=== Available data ===
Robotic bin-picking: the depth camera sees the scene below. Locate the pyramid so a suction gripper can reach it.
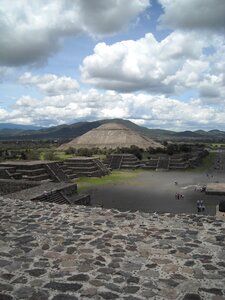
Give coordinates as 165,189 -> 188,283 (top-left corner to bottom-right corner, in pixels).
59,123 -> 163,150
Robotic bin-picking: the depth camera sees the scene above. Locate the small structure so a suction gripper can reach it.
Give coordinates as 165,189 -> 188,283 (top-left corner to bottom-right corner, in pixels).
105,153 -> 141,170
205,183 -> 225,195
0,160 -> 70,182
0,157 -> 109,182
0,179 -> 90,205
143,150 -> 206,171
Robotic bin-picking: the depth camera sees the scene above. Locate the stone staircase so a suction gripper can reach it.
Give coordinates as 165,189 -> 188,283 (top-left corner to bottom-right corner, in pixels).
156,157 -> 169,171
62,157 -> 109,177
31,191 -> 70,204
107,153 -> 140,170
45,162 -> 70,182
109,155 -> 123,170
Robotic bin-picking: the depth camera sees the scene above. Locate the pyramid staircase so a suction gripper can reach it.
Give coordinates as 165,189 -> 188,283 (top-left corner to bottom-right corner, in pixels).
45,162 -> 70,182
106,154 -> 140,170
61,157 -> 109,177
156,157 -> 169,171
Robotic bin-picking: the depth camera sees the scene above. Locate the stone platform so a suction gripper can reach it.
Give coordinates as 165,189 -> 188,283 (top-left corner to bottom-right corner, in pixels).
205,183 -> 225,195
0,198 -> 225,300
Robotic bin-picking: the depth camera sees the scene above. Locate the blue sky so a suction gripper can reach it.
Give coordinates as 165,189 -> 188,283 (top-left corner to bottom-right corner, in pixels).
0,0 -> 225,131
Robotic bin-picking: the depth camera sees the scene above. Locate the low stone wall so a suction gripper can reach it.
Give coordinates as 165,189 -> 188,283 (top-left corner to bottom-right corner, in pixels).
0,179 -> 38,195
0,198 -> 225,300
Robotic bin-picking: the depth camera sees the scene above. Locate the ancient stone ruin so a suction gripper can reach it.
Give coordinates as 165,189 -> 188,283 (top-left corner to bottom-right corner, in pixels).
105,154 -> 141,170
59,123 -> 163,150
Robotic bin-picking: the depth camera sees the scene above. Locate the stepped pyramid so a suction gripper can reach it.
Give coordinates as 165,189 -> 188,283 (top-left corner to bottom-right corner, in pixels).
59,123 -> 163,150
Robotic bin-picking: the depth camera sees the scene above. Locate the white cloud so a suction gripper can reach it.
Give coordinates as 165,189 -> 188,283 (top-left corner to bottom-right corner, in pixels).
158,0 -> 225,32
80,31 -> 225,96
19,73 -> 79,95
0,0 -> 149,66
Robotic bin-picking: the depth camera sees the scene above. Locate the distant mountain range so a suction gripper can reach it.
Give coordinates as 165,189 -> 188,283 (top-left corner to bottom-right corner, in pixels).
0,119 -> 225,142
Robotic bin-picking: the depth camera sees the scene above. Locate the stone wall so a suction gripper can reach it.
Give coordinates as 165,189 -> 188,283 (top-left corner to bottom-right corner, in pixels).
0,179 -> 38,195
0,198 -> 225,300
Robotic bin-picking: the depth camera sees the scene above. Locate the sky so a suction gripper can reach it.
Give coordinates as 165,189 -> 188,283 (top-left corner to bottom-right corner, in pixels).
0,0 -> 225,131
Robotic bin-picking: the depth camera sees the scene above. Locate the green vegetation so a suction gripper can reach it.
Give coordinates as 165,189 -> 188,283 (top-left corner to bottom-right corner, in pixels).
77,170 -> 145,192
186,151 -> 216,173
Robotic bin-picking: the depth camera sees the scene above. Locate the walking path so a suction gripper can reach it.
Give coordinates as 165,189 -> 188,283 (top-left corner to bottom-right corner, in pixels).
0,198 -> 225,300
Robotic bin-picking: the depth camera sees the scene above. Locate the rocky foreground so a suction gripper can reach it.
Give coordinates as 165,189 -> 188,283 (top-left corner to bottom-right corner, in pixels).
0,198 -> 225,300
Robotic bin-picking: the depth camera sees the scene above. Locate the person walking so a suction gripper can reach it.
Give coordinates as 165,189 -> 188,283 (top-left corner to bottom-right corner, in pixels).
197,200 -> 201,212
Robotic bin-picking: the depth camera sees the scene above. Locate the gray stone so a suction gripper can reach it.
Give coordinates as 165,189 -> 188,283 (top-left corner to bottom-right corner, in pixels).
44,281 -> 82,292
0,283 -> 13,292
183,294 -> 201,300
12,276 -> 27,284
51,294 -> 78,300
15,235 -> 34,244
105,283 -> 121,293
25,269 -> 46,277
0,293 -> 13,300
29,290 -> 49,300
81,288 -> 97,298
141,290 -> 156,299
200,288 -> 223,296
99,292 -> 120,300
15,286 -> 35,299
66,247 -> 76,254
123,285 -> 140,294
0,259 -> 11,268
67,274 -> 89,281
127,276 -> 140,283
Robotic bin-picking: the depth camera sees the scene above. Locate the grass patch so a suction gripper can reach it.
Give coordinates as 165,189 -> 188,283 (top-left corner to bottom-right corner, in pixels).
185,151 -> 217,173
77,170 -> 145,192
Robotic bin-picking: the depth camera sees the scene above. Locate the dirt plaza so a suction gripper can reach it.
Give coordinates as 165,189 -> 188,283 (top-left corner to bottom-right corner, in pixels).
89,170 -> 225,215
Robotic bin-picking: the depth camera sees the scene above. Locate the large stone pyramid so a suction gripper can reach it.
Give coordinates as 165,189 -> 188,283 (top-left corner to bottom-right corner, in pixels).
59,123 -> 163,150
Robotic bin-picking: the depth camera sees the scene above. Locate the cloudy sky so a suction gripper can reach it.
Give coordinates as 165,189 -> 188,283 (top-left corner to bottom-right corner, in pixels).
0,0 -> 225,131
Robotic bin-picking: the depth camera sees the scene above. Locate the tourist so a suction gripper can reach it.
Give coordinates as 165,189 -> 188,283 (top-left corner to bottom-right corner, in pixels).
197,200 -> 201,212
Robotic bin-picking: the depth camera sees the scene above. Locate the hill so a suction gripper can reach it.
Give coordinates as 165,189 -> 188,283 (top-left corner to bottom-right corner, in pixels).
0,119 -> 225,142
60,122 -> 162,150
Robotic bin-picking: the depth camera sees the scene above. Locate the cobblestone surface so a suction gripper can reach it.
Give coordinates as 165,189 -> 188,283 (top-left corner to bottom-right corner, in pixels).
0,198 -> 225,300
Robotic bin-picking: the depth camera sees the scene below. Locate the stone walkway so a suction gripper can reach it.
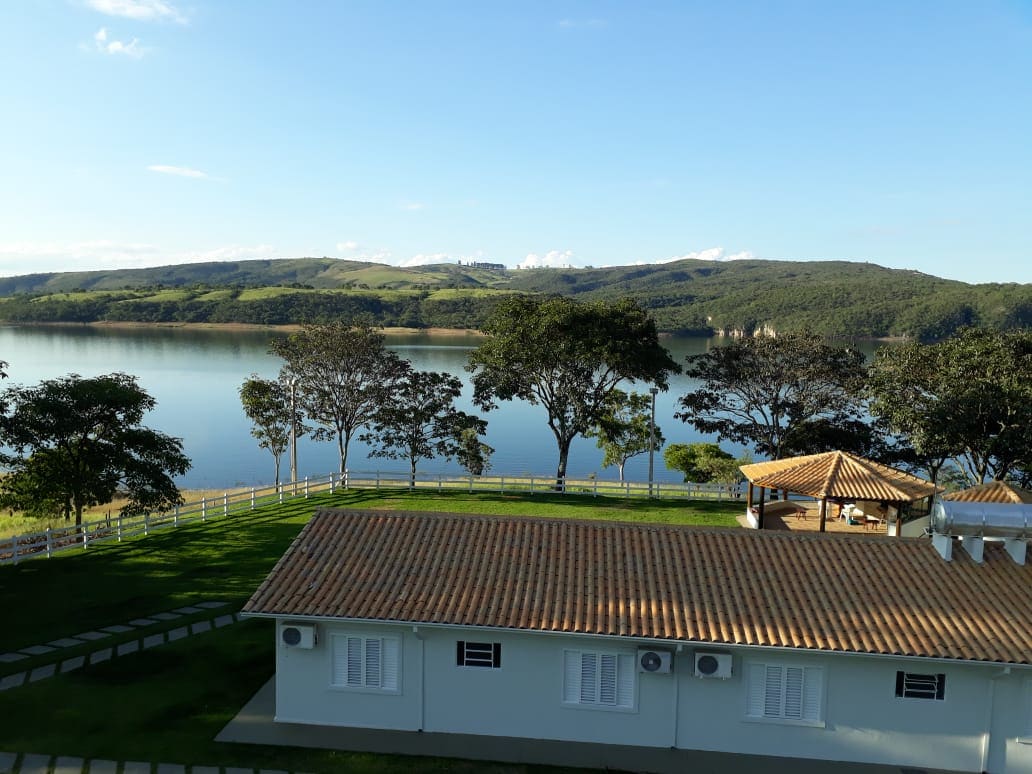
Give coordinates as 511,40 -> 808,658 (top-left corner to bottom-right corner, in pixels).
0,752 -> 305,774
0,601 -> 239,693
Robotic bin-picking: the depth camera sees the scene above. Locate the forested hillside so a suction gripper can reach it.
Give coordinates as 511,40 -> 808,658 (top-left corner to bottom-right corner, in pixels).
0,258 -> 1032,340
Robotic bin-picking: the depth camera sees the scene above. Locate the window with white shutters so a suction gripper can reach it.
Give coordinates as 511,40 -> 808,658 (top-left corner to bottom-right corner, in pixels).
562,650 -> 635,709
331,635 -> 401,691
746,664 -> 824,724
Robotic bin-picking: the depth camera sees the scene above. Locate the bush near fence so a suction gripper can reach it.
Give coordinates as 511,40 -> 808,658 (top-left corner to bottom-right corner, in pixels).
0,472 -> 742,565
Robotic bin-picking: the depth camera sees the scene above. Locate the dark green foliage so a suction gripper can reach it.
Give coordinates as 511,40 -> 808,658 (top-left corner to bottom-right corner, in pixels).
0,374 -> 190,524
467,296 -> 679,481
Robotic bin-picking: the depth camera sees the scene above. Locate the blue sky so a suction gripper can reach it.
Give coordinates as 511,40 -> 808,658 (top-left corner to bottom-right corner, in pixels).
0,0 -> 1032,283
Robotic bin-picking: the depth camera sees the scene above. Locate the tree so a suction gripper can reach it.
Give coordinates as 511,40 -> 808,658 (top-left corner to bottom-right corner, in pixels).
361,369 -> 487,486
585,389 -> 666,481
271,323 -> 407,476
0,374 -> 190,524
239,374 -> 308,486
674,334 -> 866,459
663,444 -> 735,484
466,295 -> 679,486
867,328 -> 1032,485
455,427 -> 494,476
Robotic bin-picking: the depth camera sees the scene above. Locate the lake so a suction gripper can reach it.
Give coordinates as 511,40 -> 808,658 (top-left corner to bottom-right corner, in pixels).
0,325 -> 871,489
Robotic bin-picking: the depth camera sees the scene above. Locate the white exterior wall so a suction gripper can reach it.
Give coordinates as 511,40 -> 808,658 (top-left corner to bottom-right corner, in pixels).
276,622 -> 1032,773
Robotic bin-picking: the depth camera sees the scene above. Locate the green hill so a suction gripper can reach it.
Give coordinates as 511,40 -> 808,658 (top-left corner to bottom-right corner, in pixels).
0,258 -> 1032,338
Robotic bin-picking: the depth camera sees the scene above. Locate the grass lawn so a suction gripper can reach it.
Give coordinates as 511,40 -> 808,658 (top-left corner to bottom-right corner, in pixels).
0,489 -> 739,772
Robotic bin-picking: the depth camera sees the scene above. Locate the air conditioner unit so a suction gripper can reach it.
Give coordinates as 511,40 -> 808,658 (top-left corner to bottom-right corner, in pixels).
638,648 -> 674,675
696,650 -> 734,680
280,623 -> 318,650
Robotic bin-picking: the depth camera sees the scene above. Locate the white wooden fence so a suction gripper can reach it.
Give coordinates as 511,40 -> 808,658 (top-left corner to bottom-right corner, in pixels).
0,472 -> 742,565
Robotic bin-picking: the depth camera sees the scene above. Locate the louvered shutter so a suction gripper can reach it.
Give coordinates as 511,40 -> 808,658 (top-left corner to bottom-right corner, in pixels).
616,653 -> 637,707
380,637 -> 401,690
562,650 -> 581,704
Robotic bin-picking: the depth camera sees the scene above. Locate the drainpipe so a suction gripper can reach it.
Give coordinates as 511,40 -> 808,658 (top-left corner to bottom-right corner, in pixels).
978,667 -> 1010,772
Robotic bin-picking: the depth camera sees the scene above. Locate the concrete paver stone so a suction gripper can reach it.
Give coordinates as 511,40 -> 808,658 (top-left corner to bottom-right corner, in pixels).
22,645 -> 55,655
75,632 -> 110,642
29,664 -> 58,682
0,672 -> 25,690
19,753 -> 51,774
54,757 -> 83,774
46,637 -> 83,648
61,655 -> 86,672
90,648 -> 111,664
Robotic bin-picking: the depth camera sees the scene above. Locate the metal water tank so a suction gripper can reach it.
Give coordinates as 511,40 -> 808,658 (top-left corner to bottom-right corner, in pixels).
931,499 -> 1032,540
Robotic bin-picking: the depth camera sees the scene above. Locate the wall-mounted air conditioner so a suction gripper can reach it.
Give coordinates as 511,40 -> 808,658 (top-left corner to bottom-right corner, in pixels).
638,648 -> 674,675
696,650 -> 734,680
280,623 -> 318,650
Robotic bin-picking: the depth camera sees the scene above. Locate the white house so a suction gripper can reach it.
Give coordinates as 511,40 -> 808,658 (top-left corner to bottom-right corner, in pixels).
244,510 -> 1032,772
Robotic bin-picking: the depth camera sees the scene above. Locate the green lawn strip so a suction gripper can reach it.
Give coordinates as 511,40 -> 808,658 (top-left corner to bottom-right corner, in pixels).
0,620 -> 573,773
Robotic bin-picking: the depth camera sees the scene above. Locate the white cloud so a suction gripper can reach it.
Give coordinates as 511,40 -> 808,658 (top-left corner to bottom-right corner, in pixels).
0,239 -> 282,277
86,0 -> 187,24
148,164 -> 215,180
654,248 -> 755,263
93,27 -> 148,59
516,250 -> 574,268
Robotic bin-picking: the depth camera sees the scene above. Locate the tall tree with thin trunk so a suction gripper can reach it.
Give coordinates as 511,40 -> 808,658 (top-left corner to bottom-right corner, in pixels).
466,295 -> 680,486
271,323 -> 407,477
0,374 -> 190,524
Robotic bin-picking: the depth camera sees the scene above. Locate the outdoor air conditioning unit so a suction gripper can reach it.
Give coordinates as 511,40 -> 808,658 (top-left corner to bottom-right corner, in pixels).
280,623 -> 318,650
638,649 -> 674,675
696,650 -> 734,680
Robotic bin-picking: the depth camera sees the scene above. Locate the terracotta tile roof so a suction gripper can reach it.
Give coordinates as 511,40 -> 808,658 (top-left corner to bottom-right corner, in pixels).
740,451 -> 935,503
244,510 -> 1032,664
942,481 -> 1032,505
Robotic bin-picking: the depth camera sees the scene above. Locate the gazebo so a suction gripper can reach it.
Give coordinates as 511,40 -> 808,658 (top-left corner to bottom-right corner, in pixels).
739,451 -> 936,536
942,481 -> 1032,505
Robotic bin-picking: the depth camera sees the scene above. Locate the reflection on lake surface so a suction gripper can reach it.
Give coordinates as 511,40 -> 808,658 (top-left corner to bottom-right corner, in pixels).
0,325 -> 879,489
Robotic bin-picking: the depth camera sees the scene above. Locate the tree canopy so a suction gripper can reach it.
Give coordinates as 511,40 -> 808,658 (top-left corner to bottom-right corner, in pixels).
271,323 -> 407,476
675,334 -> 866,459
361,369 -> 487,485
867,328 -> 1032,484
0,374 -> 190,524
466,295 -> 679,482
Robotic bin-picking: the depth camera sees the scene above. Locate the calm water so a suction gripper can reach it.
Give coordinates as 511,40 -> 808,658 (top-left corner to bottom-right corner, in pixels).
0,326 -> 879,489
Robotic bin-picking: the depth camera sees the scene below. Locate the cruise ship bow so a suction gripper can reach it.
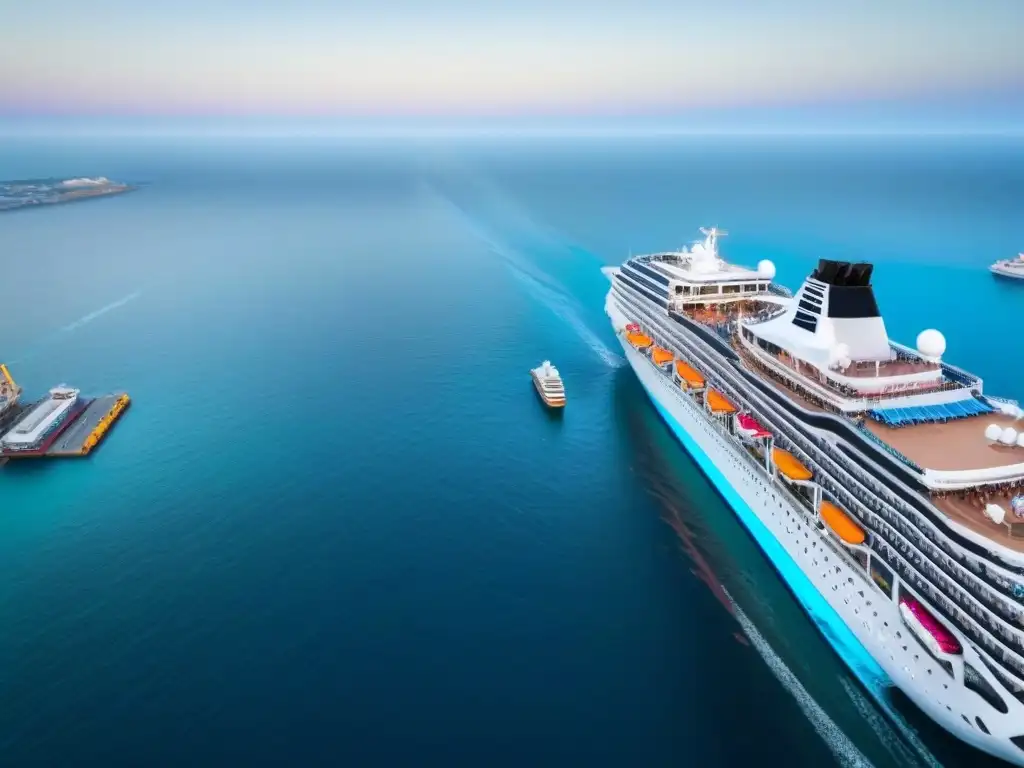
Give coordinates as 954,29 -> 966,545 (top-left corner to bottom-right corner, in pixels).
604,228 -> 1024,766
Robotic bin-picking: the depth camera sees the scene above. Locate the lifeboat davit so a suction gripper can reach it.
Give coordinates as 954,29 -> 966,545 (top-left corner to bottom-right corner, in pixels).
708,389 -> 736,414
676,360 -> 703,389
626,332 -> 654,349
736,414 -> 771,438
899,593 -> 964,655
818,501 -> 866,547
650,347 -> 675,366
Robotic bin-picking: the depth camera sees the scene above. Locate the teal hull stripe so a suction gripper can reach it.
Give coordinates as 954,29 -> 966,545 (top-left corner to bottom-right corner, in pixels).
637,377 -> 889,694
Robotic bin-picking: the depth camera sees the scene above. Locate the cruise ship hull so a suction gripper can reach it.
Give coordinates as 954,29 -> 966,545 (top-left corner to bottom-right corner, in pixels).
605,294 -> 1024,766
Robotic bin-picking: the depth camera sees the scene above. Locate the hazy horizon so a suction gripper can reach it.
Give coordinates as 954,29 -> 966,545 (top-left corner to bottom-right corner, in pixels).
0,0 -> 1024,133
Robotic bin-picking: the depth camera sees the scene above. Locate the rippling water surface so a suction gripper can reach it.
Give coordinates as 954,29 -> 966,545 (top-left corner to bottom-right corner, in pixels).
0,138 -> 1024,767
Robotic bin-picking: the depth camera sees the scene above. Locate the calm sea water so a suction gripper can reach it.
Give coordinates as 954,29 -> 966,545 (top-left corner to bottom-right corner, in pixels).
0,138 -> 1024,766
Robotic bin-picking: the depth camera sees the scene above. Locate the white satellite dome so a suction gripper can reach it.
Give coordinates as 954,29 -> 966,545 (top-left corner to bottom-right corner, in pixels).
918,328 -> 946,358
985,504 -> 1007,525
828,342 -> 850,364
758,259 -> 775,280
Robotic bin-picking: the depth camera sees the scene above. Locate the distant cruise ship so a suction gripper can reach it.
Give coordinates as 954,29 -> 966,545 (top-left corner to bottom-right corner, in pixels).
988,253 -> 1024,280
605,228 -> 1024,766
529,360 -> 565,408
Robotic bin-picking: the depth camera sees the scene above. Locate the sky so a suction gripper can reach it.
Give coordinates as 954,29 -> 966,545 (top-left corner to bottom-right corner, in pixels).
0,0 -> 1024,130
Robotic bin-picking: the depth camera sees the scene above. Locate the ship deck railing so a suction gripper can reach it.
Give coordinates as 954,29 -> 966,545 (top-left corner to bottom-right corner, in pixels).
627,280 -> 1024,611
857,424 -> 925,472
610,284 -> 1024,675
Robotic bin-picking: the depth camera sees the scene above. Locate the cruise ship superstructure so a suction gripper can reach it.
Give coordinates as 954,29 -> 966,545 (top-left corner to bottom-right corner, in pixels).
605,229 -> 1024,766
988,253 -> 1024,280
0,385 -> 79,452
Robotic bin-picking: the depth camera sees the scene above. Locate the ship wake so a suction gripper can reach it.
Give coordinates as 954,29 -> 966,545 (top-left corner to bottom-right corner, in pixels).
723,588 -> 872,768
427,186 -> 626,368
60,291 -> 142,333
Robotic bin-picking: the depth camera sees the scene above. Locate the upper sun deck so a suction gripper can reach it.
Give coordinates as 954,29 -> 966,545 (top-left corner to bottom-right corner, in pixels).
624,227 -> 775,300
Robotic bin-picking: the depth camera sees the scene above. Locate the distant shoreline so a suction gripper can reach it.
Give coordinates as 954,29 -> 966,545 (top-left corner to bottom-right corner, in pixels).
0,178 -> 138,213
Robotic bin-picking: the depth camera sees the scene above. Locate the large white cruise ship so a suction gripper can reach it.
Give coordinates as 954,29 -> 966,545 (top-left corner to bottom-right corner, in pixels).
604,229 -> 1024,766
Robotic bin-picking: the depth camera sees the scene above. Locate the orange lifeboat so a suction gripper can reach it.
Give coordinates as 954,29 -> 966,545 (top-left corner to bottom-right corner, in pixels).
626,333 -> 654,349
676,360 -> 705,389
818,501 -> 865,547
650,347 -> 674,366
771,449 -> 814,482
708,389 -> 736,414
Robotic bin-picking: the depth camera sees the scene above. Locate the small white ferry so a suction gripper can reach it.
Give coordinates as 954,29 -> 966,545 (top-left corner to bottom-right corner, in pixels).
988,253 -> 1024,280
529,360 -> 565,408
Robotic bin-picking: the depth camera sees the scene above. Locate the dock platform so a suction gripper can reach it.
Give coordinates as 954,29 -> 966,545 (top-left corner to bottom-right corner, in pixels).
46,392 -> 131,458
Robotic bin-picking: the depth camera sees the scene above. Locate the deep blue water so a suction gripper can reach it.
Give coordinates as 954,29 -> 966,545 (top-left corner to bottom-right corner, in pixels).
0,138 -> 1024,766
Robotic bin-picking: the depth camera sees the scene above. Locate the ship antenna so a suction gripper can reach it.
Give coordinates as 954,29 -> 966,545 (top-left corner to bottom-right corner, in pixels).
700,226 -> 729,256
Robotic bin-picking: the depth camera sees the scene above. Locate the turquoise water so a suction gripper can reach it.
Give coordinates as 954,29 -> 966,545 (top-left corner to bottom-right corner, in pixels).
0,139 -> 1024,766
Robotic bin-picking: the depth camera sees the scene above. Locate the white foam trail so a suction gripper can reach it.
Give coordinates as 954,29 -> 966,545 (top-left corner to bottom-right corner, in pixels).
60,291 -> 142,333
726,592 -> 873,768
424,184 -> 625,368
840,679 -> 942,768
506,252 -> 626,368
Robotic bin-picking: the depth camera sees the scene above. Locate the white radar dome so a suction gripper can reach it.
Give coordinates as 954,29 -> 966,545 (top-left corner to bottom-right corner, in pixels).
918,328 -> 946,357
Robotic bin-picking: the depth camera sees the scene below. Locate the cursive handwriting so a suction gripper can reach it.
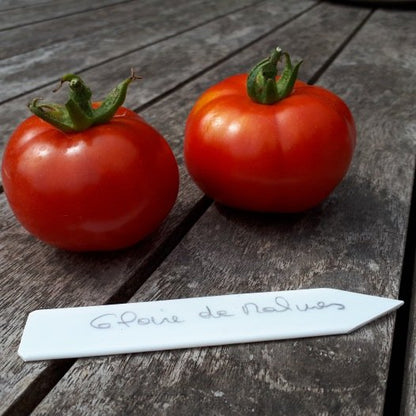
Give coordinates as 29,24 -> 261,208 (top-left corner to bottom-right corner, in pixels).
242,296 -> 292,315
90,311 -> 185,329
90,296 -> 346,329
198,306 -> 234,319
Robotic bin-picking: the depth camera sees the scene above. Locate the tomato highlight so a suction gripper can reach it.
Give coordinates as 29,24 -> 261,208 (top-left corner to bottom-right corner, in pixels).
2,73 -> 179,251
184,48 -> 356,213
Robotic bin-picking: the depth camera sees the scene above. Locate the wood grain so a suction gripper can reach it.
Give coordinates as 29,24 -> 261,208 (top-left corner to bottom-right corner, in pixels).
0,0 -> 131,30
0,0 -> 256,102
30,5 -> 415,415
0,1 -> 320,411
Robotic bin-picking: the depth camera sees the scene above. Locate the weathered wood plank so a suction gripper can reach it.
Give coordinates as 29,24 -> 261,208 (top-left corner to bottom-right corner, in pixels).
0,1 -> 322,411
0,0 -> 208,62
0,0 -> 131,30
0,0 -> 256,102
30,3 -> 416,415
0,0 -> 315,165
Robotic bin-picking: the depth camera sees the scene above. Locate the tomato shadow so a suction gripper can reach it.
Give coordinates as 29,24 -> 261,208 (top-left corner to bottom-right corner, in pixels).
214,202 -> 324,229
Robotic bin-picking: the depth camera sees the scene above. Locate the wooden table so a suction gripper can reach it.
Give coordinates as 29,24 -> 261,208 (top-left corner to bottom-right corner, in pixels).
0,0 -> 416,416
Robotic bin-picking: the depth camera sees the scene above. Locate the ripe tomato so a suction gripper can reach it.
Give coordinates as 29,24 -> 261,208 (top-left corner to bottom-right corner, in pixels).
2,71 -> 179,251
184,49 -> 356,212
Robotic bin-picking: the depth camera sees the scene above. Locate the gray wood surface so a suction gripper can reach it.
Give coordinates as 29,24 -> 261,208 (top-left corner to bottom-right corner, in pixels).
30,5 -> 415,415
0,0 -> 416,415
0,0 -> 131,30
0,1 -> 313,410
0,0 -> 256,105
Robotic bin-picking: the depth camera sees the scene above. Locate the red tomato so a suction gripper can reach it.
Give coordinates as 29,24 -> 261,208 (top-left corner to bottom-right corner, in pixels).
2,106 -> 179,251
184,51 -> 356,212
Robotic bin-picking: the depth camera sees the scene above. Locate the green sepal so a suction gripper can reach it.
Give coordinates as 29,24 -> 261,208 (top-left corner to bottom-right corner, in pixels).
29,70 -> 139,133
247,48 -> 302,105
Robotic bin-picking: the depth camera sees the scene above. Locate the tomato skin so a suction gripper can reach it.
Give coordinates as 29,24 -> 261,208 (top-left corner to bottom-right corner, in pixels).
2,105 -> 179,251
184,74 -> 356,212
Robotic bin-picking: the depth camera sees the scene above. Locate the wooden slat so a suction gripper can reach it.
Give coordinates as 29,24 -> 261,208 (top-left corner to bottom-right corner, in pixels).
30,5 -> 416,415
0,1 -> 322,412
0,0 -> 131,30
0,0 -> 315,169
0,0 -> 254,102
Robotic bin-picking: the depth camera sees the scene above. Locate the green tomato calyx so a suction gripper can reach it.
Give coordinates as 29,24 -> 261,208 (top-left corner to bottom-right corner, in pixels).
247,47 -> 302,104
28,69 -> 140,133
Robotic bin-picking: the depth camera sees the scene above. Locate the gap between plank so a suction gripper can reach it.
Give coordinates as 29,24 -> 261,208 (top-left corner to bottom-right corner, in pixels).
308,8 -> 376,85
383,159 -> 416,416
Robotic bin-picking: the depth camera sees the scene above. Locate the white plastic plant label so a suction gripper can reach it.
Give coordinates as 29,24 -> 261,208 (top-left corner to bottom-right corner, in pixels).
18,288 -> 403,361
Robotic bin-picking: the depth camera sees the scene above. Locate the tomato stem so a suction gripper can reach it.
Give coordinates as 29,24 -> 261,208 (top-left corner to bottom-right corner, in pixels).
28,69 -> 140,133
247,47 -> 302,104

=== Given exercise ===
Copy these lines verbatim, beginning at the line that contains "trunk so a suction gripper can reach it." and stopping after the line that contains "466,295 -> 679,482".

=== Solved problem ===
Robotic bin-picking: the depth camera sees the scene above. Locate the tall tree with thin trunk so a suction gripper can reach it.
Give coordinates as 511,40 -> 808,658 (top-left corner to bottom-right corner, in pixels).
466,295 -> 680,486
271,323 -> 407,477
0,374 -> 190,524
Robotic bin-picking: the depth camera sees the scene above. Locate the outdoor air conditioning unit so a suction gripper can reach it.
Give coordinates as 511,40 -> 808,658 (top-left corner to bottom-right corner, in pixels).
280,623 -> 318,650
638,649 -> 674,675
696,650 -> 734,680
Robotic bin-picking: the depth camera sees the scene above. Locate the terracotta tile roof so a suction gripper can reach it.
Give coordinates as 511,40 -> 808,658 (top-left corner to bottom-right corner, in pixels).
740,451 -> 935,503
244,510 -> 1032,664
942,481 -> 1032,505
Robotic bin-picking: the depth camera sees the scene above. Locate the gazebo so a suction gripper can reach it.
Give coordinates as 511,40 -> 808,658 (top-left corner to bottom-right corner, in pixels).
739,451 -> 936,536
942,481 -> 1032,505
Robotic bin-picking: the depth camera sees the scene above. Locate the reflection on lake surface so a suction gripper can reach it.
Give coordinates as 511,40 -> 808,658 (top-left corner to bottom-right corner, in pixels).
0,325 -> 879,489
Robotic bin-picking: the depth camera sees the scene above. Locate the tree canopy so a suction gripper can reach it.
Give coordinates as 511,40 -> 808,658 (top-left corner to bottom-right corner, in pixels).
271,323 -> 407,476
675,334 -> 866,459
361,369 -> 487,485
867,328 -> 1032,484
0,374 -> 190,524
466,295 -> 679,482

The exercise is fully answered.